• Exercise aim: Starting with the line that contains "On this screenshot, the green fabric" and going on through the line that contains "[139,0,200,119]", write those lines out again with "side mirror" changed to "wing mirror" and nothing else altered. Give only those lines.
[start]
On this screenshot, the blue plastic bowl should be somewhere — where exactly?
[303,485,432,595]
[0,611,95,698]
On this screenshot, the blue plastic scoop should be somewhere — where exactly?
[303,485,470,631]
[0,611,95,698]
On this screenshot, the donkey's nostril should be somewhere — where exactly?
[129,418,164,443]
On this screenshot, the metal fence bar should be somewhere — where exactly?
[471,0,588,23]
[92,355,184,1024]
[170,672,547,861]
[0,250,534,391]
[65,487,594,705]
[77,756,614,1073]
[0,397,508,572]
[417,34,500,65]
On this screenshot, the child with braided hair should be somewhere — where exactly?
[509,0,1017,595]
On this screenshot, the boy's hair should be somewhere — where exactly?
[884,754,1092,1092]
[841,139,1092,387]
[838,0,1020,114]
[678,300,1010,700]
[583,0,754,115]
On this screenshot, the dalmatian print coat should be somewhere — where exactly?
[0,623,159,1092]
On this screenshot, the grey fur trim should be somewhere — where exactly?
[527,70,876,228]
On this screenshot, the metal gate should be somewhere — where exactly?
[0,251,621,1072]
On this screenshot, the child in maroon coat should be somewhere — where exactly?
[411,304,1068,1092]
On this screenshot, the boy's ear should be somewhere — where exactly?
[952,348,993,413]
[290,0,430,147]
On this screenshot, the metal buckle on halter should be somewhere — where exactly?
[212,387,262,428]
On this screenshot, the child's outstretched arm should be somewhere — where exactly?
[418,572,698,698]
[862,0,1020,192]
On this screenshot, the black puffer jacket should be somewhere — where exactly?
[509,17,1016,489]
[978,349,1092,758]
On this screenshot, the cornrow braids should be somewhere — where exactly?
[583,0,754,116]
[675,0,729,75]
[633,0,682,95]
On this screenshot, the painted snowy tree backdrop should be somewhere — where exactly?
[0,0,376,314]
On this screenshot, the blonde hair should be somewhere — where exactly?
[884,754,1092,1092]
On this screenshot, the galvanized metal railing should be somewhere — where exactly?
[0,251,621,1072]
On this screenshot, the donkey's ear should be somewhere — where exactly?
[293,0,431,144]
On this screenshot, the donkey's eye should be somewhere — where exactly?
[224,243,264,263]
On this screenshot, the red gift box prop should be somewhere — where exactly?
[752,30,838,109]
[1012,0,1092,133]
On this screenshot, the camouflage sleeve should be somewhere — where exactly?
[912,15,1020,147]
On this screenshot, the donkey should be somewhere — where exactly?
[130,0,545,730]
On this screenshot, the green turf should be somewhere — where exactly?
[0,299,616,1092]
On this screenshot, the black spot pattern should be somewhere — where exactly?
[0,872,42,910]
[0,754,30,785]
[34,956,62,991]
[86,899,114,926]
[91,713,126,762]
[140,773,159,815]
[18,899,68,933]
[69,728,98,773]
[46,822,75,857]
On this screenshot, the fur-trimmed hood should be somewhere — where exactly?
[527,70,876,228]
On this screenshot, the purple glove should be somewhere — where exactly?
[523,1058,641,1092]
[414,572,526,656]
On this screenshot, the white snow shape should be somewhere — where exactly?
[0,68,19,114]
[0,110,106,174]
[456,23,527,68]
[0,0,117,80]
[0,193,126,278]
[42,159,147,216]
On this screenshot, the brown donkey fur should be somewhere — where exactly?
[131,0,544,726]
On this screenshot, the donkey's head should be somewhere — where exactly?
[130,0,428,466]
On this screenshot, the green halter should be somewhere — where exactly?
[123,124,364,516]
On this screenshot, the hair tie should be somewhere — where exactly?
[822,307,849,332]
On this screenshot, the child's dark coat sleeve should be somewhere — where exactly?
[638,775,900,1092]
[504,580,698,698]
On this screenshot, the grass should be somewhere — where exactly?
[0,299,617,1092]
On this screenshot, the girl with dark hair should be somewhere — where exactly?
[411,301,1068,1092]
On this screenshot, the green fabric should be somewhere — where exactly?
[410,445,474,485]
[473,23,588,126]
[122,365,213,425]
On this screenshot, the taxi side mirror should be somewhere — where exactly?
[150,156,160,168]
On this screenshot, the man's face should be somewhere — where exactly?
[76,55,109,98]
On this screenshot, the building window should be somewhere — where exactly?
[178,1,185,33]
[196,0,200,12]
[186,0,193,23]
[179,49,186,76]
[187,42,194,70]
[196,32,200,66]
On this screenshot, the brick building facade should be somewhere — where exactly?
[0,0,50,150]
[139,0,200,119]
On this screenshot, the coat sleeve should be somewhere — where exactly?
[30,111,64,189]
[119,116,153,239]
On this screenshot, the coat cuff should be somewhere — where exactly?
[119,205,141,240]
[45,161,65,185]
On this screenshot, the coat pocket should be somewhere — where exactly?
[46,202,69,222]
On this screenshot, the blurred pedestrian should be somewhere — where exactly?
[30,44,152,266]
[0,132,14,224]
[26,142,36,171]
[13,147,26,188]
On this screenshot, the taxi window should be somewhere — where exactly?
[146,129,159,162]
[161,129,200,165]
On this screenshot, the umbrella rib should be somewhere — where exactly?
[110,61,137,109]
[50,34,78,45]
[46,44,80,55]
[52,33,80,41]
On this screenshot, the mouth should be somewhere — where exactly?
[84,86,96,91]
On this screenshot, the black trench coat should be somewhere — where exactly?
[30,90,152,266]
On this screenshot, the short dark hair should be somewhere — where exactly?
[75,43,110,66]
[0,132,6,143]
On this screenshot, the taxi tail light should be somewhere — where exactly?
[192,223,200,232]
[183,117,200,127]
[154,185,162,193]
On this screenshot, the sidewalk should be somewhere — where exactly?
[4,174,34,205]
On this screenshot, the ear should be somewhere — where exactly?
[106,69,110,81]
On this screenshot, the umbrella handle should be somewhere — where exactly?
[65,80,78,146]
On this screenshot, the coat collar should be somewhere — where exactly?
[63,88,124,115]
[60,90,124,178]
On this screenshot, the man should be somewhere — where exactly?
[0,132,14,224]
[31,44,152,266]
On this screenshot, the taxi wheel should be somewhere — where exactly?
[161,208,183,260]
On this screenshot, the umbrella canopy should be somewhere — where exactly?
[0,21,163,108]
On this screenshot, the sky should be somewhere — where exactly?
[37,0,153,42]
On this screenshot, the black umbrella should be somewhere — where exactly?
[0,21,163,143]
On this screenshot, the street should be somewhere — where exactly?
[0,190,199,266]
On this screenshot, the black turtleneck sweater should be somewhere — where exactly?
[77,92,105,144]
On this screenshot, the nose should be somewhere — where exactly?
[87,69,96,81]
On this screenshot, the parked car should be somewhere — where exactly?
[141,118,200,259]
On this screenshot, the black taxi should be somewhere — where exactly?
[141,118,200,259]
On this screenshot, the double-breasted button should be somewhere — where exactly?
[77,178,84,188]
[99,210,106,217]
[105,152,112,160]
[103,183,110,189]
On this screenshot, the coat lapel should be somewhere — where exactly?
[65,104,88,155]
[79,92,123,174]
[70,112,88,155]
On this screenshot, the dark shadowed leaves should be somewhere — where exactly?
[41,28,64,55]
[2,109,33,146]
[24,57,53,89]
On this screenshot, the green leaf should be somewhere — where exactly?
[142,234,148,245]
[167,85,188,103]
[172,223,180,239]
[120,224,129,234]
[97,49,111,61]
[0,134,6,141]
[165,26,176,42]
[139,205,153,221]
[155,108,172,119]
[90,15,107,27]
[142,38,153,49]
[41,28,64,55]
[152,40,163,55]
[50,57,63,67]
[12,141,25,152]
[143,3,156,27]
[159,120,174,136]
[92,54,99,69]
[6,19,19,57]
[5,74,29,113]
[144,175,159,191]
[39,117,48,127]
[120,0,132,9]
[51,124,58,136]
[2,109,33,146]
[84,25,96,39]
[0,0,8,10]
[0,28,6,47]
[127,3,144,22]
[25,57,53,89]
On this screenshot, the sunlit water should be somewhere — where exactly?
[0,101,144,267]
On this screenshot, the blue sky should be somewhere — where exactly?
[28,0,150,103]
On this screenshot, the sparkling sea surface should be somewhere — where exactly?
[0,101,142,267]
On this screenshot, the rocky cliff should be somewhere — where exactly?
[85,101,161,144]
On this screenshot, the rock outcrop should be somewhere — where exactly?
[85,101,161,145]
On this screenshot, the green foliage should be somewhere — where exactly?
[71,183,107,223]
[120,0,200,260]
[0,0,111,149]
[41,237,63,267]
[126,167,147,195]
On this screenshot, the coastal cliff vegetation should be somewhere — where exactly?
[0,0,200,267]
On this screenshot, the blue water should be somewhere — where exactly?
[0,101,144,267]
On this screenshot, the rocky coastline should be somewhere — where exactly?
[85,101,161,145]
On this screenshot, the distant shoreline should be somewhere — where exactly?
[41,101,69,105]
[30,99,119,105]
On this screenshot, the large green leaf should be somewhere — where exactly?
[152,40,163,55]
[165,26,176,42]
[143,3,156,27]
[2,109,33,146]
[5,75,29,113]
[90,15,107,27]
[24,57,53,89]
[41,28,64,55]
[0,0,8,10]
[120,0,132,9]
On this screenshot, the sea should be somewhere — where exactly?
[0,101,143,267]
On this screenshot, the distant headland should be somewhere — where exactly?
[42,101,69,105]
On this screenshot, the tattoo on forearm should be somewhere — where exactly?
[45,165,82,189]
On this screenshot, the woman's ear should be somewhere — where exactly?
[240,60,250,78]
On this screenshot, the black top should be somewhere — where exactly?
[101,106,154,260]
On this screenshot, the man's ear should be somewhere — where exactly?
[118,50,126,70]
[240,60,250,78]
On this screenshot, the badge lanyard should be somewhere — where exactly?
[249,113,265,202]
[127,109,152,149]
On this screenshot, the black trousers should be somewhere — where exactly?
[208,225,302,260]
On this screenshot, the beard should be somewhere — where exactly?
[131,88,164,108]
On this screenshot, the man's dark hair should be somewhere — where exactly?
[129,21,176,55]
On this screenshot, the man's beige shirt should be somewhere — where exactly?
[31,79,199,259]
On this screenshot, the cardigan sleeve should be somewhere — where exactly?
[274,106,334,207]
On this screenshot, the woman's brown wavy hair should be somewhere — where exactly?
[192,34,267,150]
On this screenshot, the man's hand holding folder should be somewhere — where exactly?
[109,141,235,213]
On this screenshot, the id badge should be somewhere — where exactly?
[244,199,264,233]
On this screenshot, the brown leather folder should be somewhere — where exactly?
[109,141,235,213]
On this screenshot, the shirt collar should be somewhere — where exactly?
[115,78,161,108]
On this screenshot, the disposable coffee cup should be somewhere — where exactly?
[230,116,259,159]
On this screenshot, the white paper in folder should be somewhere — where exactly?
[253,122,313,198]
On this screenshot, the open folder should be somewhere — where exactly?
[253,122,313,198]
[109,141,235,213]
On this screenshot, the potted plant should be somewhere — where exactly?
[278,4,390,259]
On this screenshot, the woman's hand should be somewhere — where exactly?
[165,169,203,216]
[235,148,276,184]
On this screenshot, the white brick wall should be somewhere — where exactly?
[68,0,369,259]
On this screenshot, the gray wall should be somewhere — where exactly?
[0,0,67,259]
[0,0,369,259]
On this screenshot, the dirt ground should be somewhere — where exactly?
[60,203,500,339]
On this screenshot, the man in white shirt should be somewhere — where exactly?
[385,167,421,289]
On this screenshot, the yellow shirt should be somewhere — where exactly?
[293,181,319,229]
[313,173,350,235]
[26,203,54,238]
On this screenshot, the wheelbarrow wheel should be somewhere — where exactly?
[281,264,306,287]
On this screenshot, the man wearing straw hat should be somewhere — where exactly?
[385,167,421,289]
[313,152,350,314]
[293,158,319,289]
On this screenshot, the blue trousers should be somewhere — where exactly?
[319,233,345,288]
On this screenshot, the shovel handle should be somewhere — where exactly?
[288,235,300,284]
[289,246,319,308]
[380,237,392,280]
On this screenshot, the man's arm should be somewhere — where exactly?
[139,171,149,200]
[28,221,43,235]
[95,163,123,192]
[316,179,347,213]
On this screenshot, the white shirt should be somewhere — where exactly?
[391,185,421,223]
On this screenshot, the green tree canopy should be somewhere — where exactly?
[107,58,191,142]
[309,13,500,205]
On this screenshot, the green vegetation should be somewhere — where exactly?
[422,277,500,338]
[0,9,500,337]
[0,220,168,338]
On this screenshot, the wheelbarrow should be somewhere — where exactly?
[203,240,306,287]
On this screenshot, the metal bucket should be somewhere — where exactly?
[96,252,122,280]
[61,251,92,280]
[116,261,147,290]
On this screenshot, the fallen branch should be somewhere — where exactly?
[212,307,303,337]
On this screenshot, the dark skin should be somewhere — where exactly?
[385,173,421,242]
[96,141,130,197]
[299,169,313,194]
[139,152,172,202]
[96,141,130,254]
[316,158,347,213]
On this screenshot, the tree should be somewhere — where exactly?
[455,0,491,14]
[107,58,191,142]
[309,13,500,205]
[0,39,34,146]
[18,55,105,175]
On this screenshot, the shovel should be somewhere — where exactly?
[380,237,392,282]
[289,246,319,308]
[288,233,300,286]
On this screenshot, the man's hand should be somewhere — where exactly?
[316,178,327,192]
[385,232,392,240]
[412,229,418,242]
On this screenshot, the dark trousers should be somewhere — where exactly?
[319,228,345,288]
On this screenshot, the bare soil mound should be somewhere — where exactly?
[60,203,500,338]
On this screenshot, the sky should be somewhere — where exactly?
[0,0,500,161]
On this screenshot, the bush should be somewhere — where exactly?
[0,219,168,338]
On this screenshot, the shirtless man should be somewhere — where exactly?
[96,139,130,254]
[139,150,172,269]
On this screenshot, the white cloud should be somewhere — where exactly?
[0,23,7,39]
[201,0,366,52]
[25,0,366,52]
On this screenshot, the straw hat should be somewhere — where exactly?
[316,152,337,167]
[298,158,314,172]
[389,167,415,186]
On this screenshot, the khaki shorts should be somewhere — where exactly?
[end]
• Solution to this task:
On this screenshot, the green fabric should be somewhere — where exactly?
[410,445,474,485]
[473,23,588,126]
[122,365,213,425]
On this screenshot, the taxi wing mirror should be somewhere — where exactly?
[150,156,160,168]
On this screenshot, the man's face should be somewhere — where exactly?
[76,55,109,98]
On this screenshot, the building window should be somewhere — where exactly?
[178,1,185,33]
[196,0,200,12]
[186,0,193,23]
[179,49,186,76]
[187,42,194,70]
[196,32,200,66]
On this screenshot, the brick building facade should be somewhere — where exactly?
[0,0,50,150]
[139,0,200,119]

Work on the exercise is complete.